PROVIDED INFORMATION START
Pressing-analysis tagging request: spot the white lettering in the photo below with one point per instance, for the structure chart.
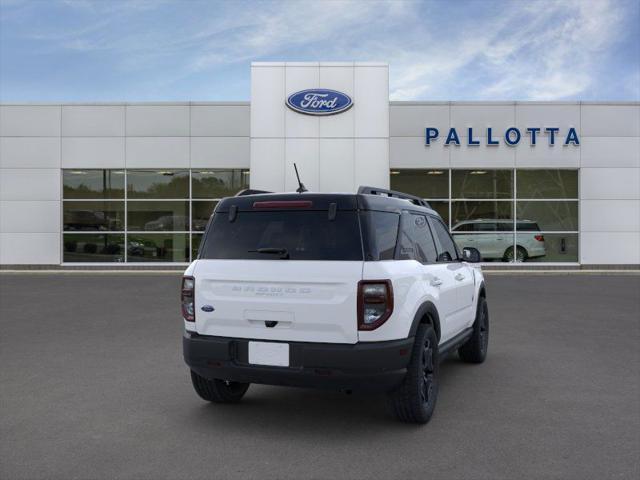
(317, 101)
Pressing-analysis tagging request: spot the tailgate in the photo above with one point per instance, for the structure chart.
(292, 300)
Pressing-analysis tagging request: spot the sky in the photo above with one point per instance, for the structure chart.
(156, 50)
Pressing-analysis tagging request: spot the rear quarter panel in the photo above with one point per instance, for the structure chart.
(409, 292)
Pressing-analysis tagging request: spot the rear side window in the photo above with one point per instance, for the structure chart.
(447, 251)
(380, 234)
(416, 242)
(276, 235)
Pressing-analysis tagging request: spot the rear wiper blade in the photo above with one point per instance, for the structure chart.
(283, 252)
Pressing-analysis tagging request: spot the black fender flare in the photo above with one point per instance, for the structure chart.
(426, 311)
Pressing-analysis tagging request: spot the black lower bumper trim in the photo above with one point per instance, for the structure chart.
(375, 366)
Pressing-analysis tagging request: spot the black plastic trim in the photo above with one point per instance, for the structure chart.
(364, 366)
(426, 308)
(453, 343)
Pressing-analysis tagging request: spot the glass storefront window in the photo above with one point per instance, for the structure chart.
(93, 215)
(93, 184)
(494, 246)
(218, 183)
(547, 183)
(79, 247)
(157, 184)
(200, 213)
(158, 247)
(442, 208)
(547, 247)
(158, 216)
(559, 216)
(483, 211)
(482, 184)
(427, 184)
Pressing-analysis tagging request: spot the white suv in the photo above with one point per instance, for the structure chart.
(363, 291)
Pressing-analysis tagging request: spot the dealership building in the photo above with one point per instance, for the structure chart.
(545, 183)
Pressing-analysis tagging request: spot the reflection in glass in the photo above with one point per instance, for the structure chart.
(218, 183)
(158, 247)
(78, 247)
(158, 183)
(89, 184)
(200, 213)
(442, 208)
(494, 247)
(482, 183)
(487, 211)
(549, 247)
(432, 183)
(554, 215)
(95, 215)
(157, 216)
(547, 183)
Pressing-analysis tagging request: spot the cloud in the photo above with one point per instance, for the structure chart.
(541, 50)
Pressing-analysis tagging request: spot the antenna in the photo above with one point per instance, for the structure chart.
(301, 187)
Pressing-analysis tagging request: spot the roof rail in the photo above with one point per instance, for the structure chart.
(392, 193)
(249, 191)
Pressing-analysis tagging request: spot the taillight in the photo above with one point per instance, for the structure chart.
(375, 303)
(187, 299)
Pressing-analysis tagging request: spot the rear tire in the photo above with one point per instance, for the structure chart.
(415, 399)
(475, 349)
(218, 391)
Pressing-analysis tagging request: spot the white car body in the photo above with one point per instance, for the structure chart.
(336, 291)
(316, 301)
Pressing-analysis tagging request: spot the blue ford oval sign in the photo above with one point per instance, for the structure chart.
(319, 101)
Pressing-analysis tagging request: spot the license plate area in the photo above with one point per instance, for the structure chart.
(269, 353)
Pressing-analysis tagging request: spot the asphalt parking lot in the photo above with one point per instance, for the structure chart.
(92, 385)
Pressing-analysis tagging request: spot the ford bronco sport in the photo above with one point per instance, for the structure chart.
(354, 292)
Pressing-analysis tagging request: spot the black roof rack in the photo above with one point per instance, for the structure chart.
(249, 191)
(392, 193)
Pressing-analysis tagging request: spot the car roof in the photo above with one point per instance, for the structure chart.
(321, 201)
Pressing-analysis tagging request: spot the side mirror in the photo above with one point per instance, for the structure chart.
(471, 255)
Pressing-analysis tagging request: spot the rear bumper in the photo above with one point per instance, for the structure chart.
(376, 366)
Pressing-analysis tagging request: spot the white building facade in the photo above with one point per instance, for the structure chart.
(555, 183)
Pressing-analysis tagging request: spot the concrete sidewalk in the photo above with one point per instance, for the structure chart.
(92, 385)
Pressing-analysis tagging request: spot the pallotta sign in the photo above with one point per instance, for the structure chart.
(512, 136)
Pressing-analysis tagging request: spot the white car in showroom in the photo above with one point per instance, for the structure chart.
(494, 239)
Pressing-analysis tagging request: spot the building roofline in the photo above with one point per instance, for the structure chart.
(125, 104)
(394, 103)
(513, 102)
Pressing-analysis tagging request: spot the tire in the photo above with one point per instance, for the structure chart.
(475, 349)
(218, 391)
(521, 255)
(415, 399)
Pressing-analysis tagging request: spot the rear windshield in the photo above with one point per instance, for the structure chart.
(279, 235)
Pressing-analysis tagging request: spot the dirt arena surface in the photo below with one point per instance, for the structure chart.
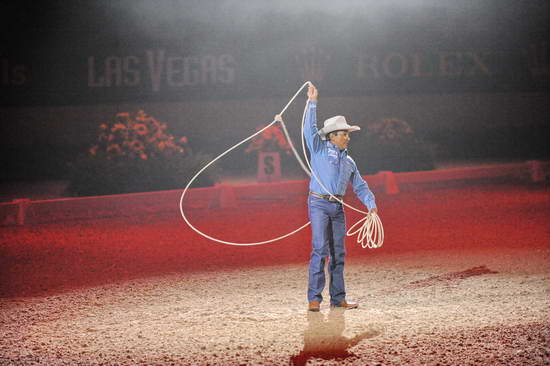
(462, 279)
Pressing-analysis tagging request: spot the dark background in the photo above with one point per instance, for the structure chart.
(494, 111)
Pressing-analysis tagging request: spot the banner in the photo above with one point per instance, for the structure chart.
(96, 75)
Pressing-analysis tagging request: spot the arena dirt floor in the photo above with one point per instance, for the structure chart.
(463, 278)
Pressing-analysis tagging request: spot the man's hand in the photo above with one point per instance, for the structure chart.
(312, 93)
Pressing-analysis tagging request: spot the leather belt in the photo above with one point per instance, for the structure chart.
(326, 196)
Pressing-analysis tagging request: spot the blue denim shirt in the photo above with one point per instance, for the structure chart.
(334, 168)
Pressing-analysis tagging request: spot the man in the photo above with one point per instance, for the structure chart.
(334, 169)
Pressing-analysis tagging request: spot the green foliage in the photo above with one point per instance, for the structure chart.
(391, 144)
(137, 155)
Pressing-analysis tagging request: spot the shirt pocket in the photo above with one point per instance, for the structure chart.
(332, 157)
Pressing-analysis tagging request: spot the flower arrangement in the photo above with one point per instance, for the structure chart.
(142, 137)
(270, 140)
(137, 154)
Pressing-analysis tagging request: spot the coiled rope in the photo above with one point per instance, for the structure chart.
(369, 230)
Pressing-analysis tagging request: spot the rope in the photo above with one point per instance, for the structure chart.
(370, 230)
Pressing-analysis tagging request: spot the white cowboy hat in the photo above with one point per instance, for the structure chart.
(336, 123)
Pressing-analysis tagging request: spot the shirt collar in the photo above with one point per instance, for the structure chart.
(345, 151)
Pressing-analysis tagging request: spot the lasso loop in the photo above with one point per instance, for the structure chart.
(370, 230)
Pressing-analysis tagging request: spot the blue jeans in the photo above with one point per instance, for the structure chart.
(328, 228)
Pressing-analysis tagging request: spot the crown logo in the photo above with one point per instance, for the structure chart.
(537, 58)
(313, 62)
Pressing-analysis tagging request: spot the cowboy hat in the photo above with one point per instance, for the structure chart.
(336, 123)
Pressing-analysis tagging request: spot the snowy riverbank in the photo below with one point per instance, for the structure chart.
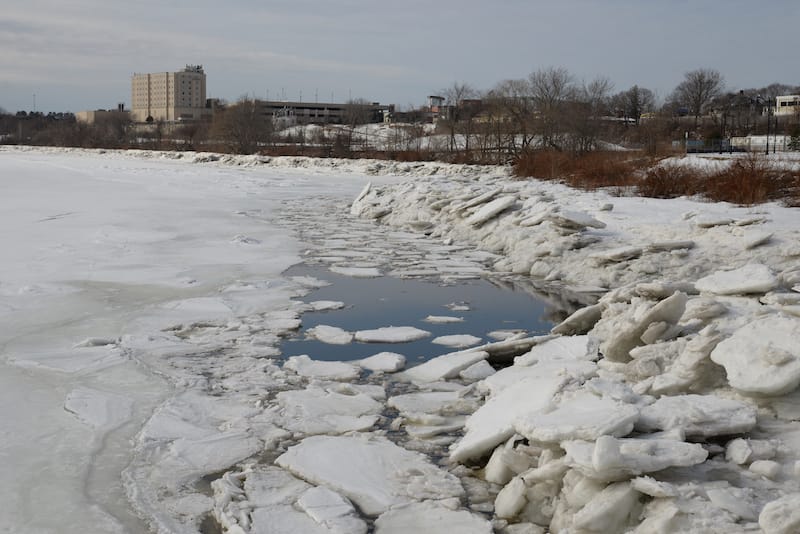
PROVIDED INFORMATION END
Except for the pictures, give the data again word for word.

Pressing-analysis tagging request: spot the white lettering in the photo below with one point per instance, for the structure chart.
(317, 101)
Pressing-analysis tagging request: spot the tailgate in the photo above with one point per instance, for the structure chart.
(292, 300)
Pressing-analysis tagging request: spot the sky in the photo above with one point per instance, for the structure chart.
(156, 50)
Pressing-analysis tagging request: spot the rear quarter panel in the photo above with one point per instance, for the structure chart.
(409, 292)
Pressing-analysis tagging request: spot the rear side window in the photo above with one point per instance, for the structure chart.
(447, 251)
(380, 234)
(416, 242)
(276, 235)
Pressing-analysis tagging request: spot the rear wiper blade in the photo above with one point per instance, for the structure chart.
(283, 252)
Pressing-analysis tagging request: spot the black fender flare in the photo above with one point per instance, for the structure chart.
(426, 311)
Pressing-analysis tagging request: spot the black lower bumper trim in the photo above with one point per instance, for the structure chart.
(375, 366)
Pressing-analysis tagging request: spot the black plastic trim in the photo above with one point per instance, for the structure chart.
(364, 366)
(426, 308)
(453, 343)
Pressing-analysis tagging request: spot the glass storefront window in the photo above with one point per instance, for the structure chart.
(93, 215)
(93, 184)
(494, 246)
(218, 183)
(547, 183)
(79, 247)
(157, 184)
(200, 213)
(158, 247)
(442, 208)
(547, 247)
(158, 216)
(559, 216)
(483, 211)
(482, 184)
(427, 184)
Pressing-analysis tagging request: spot the white suv in the photo above with one point per instance, for the structure chart.
(363, 291)
Pressing-analysis tagging request: spot the dealership building in the photo above with one point per instance, for the structure chart.
(545, 183)
Pressing-analysis tagging request: spot the reflection in glass in the photo above with one point per instance, for the structure chart.
(218, 183)
(158, 247)
(78, 247)
(158, 183)
(89, 184)
(200, 213)
(442, 208)
(494, 247)
(482, 183)
(487, 211)
(549, 247)
(432, 183)
(554, 215)
(95, 215)
(157, 216)
(547, 183)
Pressing-analysis tagging request: spot the cloud in the photo above with one point per instance, for the structure chart.
(541, 50)
Pressing-analysis tagging request: spot the antenna in the photo above with one point per instance, for the structure chart.
(301, 187)
Pressing-analysis tagging request: spot the roof rail in the photo above with one point per instance, for the structure chart.
(392, 193)
(249, 191)
Pressing-analysis tagging request: spot the taillight in the photo above with one point per instance, for the structure chart.
(375, 303)
(187, 299)
Pressing-analysis tagging request: spot the rear tire in the photo above with one point per instance, for the structure chart.
(415, 399)
(475, 349)
(218, 391)
Pressing-analysis tagging request: spot the white car body in the photo above with one point per instance, for the structure chart.
(336, 291)
(316, 301)
Pressing-analysis tagging request: spot the blue ford oval sign in the photo above with one point per instance, for the structure chart.
(319, 101)
Pressing-analysis tagging request: spot the license plate area in the photo above with one point per instance, for the structure chart.
(269, 353)
Pressing-analysis tagging request: spot the asphalt parking lot in the photo above with one point per instance, for the structure chart.
(92, 385)
Pressing-analysis tagging request: spot the ford bronco sport in the photo above with one point per instance, for the structure chart.
(354, 292)
Pressing-analysis tagging request: spot the black roof rack in the photo above with one point per instance, for the structure chart.
(249, 191)
(392, 193)
Pressing-analysis tagging request: spot the car roof in the photo above with one point per instance, for the structure chart.
(321, 201)
Pressing-analysis tagging request: spot the side mirror in the photo above with one point per instance, for the structure chart.
(471, 255)
Pressing-analysis tagging request: spot the rear bumper in the photo above with one point per instance, for the structure chart.
(376, 366)
Pressing-analysis tagging request: spot the white building facade in the photo above with one point per instance, for the structure chart.
(555, 183)
Pressing-analysis tagging request: spot the concrete sidewalk in the photo above with one point per instance, for the structure chart.
(92, 385)
Pressing-analysis tagging request: spot the pallotta sign in the photo above with one point per instance, for the structure chart.
(512, 136)
Pressing-analysis tagging request: spot the white car in showroom in the photo above with one point per instance, for the structure chart.
(494, 239)
Pressing-analysis tagging request: spot the building roofline in the photo above with one point per instance, for the structure chart.
(125, 104)
(394, 103)
(513, 102)
Pressing-analysis tagging request: spot the tire in the photo above with one point per instance, for the structure chart.
(475, 349)
(218, 391)
(521, 255)
(415, 399)
Pressing-analysis tagging request: spot the rear windshield in the photo above with one point per instance, for the structure chart.
(279, 235)
Pressing-analysis tagging request: spot the dirt arena surface in the photo below with one point per instance, for the structure chart.
(462, 279)
Pressing-analysis tagging request: spot the dark background in the photo above with one point per instance, for the structure chart.
(494, 111)
Pressing-analysis tagging request: spot the banner in the photo above with one point per instance, for the structure chart.
(96, 75)
Pressing-analysis tagging request: spot the arena dirt floor in the photo above with one point per instance, for the structure chart.
(463, 278)
Pressing-analysis tagging request: spot the man's hand in the photo above with one point per instance, for the structure chart.
(312, 93)
Pressing-analysis tagging request: spot the leather belt in the photo above with one point per instance, for the structure chart.
(326, 196)
Pressing-analysis tagging request: spot the blue denim shirt in the photo above with one point per instance, for the structure chart.
(334, 168)
Pressing-analysis tagging request: spot the man in the photo above with one point per instance, for the structure chart.
(334, 169)
Pressing-analysis tagging request: spot the green foliage in the photo above with one point per instance, for the structure chart.
(391, 144)
(137, 155)
Pressing-analysis tagging request: spot the shirt pocket in the photo above with one point per instance, for the structure chart.
(332, 157)
Pressing-analysis tagging request: spot the flower arrangement in the photo above with one point per instance, for the structure chart.
(142, 137)
(270, 140)
(137, 154)
Pressing-analysis tagging request: spot the coiled rope in the photo above with one point per instance, for the structure chart.
(369, 230)
Pressing-analysis tagging request: spot the rope in the photo above with one point per instance, for the structure chart.
(370, 230)
Pressing-analysis tagging request: spot the white cowboy hat in the photo above with one point per instance, for the structure chart.
(336, 123)
Pressing-analysis tagging request: spot the shirt collar in the photo above with one point per instance, for the structure chart.
(345, 151)
Pressing-analysis tagging request: spot the lasso loop in the photo above with one point per instance, for the structure chart.
(370, 230)
Pressing-analysis tagging request: spot the blue jeans in the photo above with one point per instance, for the structure chart.
(328, 228)
Pressing-analysis tagging request: spot the crown logo in the photo above with one point per instance, for the structure chart.
(537, 58)
(313, 62)
Pressing-analysis tagging request: spot the cowboy hat in the photo above with one point per instance, for the structure chart.
(336, 123)
Pressing-analysis tagging request: spot the snowy riverbank in the photo below with one point per instance, for the structure chart.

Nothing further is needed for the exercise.